PROBLEMS TO SOLVE:
- 1) Rewrite the metformin passage from "Metformin is a" up to and including "treated with metformin.", putting "heart-protective" in place of "cardioprotective".
- 2) Pick up the passage on metformin and newer diabetes drugs where it stops, and keep writing.

TEXT PROVIDED:
Content starts
Metformin is a well-known antidiabetic drug with a cardioprotective effect documented in many studies. Novel antidiabetic drugs recently used in the treatment of diabetic patients had cardioprotective effects observed in patients already taking metformin. Few studied were done to monitor the cardiac effect of novel antidiabetic drugs on patients not treated with metformin.
In this study (1), a meta-analysis was performed on randomised controlled clinical trials of GLP-1RAs and SGLT-2 inhibitors as novel antidiabetic drugs on patients not on metformin at baseline. Six randomised clinical trials were included (three from each drug group) with a total of 11235 patients. Follow-up duration was ≥1 year. The primary endpoint was major adverse cardiovascular events (MACE) incidence (myocardial infarction, stroke, or cardiovascular mortality). The occurrence of hospitalisation for heart failure and cardiovascular mortality were evaluated in SGLT-2 inhibitors arm as secondary endpoint.
Content ends
INFORMATION:
Content starts
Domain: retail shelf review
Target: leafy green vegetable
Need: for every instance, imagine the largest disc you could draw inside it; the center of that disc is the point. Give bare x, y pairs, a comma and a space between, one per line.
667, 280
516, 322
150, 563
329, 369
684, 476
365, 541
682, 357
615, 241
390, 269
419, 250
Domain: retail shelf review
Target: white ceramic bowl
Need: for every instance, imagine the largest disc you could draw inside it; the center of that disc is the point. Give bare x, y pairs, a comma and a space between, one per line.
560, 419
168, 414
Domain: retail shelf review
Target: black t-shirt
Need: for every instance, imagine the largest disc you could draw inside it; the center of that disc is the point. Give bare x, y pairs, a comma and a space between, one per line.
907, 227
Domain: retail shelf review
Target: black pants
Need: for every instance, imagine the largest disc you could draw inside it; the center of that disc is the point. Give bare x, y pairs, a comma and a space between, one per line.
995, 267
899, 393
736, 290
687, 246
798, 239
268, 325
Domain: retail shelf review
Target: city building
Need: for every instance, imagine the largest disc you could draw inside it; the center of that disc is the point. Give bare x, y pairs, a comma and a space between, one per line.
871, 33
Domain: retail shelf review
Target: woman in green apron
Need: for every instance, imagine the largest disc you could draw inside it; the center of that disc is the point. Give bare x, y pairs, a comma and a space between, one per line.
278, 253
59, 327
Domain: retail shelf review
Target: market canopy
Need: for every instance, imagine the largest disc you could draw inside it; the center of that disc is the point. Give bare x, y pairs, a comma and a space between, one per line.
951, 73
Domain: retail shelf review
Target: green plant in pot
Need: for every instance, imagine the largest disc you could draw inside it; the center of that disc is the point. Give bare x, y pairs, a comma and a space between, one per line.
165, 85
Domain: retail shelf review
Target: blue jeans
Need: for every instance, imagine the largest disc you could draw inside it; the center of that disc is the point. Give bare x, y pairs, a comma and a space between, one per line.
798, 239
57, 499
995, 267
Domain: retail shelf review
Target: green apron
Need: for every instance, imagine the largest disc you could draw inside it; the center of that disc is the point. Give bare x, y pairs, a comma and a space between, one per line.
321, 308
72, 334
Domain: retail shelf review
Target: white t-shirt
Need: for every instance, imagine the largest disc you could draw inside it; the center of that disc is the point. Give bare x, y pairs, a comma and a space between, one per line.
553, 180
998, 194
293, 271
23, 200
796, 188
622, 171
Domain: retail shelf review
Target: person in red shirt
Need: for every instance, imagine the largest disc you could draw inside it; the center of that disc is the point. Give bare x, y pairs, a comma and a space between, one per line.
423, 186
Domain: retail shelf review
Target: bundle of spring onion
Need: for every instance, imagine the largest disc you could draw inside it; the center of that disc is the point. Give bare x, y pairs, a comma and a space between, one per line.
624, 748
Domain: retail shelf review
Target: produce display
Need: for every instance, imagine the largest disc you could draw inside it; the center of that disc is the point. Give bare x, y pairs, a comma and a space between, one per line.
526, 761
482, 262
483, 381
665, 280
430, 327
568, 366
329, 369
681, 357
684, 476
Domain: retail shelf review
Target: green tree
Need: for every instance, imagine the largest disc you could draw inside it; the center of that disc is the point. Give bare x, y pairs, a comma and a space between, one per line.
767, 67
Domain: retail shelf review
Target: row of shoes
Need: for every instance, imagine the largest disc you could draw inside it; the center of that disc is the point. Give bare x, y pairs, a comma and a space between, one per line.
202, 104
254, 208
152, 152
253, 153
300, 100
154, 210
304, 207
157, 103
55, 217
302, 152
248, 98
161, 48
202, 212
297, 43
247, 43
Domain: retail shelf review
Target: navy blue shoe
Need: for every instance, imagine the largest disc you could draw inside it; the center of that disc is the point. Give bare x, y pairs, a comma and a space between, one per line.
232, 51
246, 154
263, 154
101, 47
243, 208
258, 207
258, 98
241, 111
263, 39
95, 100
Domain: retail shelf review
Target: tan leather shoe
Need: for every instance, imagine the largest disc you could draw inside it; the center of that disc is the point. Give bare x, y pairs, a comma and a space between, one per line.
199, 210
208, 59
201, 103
Content ends
ANSWERS GIVEN:
- 1)
Metformin is a well-known antidiabetic drug with a heart-protective effect documented in many studies. Novel antidiabetic drugs recently used in the treatment of diabetic patients had heart-protective effects observed in patients already taking metformin. Few studied were done to monitor the cardiac effect of novel antidiabetic drugs on patients not treated with metformin.

- 2)
The results showed that both new antidiabetic drugs were associated with a significant reduction in MACE. In addition, SGLT-2 inhibitors are associated with a significant reduction in hospitalisation for heart failure or cardiovascular mortality incidence.
In this metanalyses, GLP-1RAs and SGLT-2 inhibitors reduced the incidence of MACE irrespective of the use of metformin at baseline in addition to reduced heart failure hospitalisation for SGLT-2 treated patients. These results suggest that baseline treatment with metformin may not be required in order to observe positive cardiovascular benefits with the newer antidiabetic agents.